━━ Document segment

My perversity was there from an early age. I was very fond of my teddy bear, despite my treatment of the doll. I'd lusted over it for a long while in the toyshop because it was the only blue bear I'd ever seen. So, rather perversely, I called it 'Toffee.'
I have to put mascara on, that's my war paint. It's a defence. I'm really a tiny, shy little thing. I like to choose who eats me up rather than other people choosing to do it to me.
I'm most alive when I'm in my studio working. The real me is there and the rest is showbiz. Showbiz is exactly the opposite of being alone in the studio, trying to make something.
All artists should be riddled with self-doubt. I think there's something wrong with a creative person if they're not plagued by it more or less the whole time.
My art is a filter between me and life. Artists do have to stand back to make their response to what's around them, whether it's people or the sea or anything else.

━━━━
━━ Records provided

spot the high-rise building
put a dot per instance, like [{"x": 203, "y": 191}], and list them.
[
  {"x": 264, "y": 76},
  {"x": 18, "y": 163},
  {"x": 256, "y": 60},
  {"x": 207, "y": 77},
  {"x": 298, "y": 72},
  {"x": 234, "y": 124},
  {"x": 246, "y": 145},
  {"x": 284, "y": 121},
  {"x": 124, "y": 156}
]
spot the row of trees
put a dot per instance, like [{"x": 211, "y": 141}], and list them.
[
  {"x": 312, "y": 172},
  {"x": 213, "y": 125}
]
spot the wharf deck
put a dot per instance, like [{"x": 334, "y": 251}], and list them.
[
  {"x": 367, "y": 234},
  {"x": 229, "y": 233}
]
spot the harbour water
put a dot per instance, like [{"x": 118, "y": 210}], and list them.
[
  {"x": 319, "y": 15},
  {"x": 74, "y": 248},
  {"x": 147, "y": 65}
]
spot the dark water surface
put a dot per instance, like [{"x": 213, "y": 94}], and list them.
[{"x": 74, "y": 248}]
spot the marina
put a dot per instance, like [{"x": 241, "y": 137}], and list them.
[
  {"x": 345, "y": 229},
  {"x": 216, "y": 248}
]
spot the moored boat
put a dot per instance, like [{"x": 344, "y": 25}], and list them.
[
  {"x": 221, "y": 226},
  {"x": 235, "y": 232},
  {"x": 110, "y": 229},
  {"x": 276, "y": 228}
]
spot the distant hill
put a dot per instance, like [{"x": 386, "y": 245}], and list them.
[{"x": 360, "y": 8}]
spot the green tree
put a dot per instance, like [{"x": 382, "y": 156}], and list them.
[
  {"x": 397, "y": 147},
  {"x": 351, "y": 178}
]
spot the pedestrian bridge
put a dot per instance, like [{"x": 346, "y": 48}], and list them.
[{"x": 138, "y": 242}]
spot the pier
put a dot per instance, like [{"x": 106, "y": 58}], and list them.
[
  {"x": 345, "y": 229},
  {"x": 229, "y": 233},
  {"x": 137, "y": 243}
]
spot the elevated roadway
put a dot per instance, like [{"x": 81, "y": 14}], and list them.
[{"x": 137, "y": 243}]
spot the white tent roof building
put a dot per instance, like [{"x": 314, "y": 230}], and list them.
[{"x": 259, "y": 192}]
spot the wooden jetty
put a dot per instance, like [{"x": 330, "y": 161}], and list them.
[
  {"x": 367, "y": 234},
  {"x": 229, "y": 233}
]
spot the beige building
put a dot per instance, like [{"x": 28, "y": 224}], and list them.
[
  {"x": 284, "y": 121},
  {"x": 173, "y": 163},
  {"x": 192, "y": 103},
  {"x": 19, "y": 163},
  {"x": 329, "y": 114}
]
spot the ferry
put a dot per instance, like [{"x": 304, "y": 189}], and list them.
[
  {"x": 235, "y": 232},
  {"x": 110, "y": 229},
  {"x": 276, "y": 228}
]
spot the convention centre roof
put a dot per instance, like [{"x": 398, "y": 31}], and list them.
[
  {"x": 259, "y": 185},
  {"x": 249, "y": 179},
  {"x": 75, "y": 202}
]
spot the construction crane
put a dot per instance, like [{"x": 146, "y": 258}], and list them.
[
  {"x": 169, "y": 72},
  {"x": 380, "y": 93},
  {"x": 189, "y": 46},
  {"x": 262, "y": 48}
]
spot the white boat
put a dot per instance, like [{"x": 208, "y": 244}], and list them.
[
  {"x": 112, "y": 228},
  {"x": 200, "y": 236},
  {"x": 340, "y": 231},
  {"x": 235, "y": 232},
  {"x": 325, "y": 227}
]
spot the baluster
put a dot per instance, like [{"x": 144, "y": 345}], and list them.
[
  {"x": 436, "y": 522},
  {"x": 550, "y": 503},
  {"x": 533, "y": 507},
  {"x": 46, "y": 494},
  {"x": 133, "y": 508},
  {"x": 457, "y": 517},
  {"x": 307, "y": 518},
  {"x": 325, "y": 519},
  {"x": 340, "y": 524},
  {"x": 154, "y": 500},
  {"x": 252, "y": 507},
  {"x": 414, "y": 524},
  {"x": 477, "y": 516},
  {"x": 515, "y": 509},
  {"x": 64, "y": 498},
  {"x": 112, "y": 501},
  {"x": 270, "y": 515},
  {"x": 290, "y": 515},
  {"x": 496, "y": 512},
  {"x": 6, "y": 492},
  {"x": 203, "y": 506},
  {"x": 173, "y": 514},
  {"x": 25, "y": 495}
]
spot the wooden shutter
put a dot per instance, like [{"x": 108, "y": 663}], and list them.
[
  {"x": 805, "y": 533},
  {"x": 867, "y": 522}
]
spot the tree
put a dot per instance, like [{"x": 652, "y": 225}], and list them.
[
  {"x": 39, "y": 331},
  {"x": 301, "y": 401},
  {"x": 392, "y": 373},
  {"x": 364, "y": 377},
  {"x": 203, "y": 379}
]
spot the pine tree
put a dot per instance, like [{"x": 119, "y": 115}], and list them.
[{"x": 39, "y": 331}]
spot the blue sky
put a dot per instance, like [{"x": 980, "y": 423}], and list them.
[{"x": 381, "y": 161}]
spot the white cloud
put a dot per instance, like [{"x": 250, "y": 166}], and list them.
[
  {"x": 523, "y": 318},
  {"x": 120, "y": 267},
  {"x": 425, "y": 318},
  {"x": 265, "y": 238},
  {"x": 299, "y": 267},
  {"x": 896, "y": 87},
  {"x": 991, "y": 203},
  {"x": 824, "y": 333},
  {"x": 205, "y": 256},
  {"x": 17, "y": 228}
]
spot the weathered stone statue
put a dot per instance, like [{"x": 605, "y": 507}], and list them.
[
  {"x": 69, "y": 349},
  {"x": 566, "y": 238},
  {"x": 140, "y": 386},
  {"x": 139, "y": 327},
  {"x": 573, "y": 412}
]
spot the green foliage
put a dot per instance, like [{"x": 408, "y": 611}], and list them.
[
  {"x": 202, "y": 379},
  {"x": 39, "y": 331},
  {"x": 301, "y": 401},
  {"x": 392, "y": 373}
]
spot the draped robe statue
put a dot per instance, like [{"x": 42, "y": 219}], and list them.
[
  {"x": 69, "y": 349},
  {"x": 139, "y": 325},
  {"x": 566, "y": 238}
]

━━━━

▸ **Exercise instructions**:
1. In the passage about the artist's life and work, list every physical object the speaker says they owned or used.
2. Add to the passage about the artist's life and work, beginning right after its final sentence and keeping the same first-person voice.

▸ **Answers in order**:
1.
- Teddy bear
- Doll
- Mascara

2.
I've always been quite envious of people who've just lived, like Henrietta Moraes, who became my Muse. She just lived; she was an artist of life.
Art is quite a masochistic business, really. But the feeling when things go right is unlike any other. You learn to accept that there are good days and bad days. Sometimes I can spend six months on a painting and have to destroy it, and that is pretty depressing. But it has to be done so that that same painting can possibly happen in an hour and a half, probably the next day. It wouldn't happen if I hadn't been through all the rubbish first.